Extract every one of the rows below verbatim, leaving out the pictures.

+++++

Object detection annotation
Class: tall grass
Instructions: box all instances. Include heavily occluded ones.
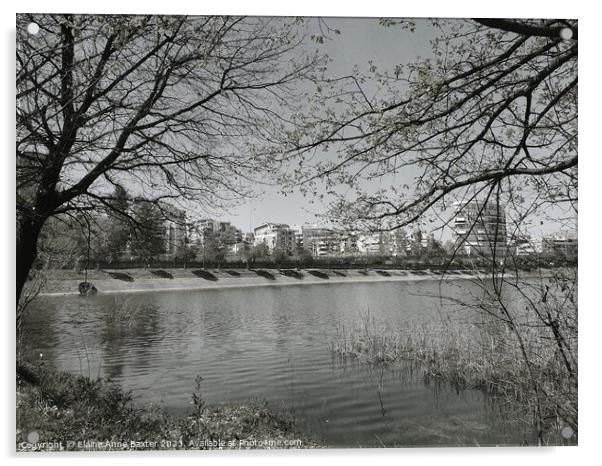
[331,294,577,444]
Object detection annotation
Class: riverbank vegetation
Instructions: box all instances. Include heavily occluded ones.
[331,274,578,445]
[16,362,317,451]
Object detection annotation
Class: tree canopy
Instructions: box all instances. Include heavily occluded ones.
[278,19,578,237]
[16,14,320,296]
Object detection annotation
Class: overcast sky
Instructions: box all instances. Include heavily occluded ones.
[190,18,566,240]
[220,18,434,231]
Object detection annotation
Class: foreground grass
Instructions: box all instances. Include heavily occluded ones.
[331,314,577,445]
[16,364,317,451]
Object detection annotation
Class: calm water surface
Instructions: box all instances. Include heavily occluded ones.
[25,280,523,446]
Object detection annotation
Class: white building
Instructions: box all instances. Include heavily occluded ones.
[253,223,296,255]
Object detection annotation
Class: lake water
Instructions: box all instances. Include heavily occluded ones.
[24,280,527,447]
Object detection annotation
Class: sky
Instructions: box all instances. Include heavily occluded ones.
[216,18,434,231]
[207,17,567,241]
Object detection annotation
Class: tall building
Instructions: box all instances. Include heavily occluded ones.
[541,233,578,262]
[163,204,186,257]
[253,223,296,256]
[453,201,506,259]
[188,219,243,253]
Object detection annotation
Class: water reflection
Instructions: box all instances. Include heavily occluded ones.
[25,281,523,447]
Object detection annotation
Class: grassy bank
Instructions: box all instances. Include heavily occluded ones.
[16,363,317,451]
[331,314,577,445]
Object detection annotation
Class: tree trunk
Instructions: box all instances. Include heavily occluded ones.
[17,218,44,310]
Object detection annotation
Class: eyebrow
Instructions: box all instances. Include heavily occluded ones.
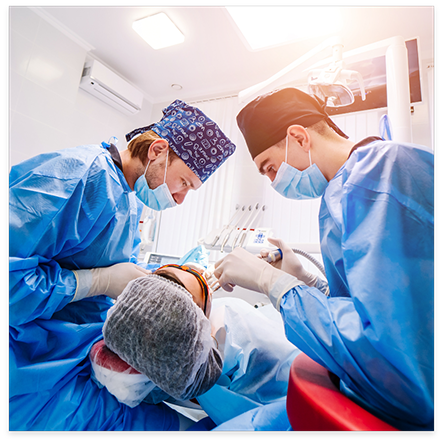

+++++

## RESPONSE TO THIS TASK:
Object detection annotation
Class: tall grass
Instructions: box all instances. Include heavily occluded ones.
[331,294,577,444]
Object detection annotation
Class: riverbank vegetation
Instructions: box all instances. Include heavily occluded ones.
[331,274,578,445]
[16,362,317,451]
Object detection annotation
Class: tree canopy
Instructions: box all instances. Include heavily occluded ones.
[278,19,578,237]
[16,14,320,296]
Object detection annotation
Class: overcast sky
Instructions: box all instances. Include heavily occluded ones.
[190,18,566,240]
[220,18,434,231]
Object detection annotation
Class: foreground grass
Instructions: box all instances. Include heavily occluded ones.
[331,314,577,445]
[16,364,317,451]
Object detection annotation
Class: calm water surface
Instructions: box all instances. Include heavily occluded ones.
[25,280,523,446]
Object detection annotation
Class: white building
Instructions: box all instances. Include heavily occluded ones.
[253,223,296,255]
Object detection annotation
Class: lake water
Instructions: box all instances. Include heavily occluded ones.
[24,280,527,447]
Object detection annotation
Class: sky
Instructions: box all instances. Include heavily occluded ones.
[216,18,434,231]
[207,17,567,241]
Object detection annotation
Class: tall building
Instructions: box all instances. Include heavily occluded ones.
[541,233,578,262]
[163,204,186,257]
[253,223,296,256]
[453,201,506,259]
[188,219,243,253]
Object detection annotation
Class: water reflection
Instructions: box all instances. Include heavily occluded ones.
[25,281,523,447]
Object detection annotation
Class: grassy bank
Instructions: box all instances. Include heavily occluded ones.
[16,363,317,451]
[331,314,577,445]
Object detection annotation
Class: tree trunk
Instructions: box all instances. Include heavily occluded ones.
[17,218,44,310]
Object detection annotation
Class: eyebrow
Instructions: box all instances. Include heavily occluded ones.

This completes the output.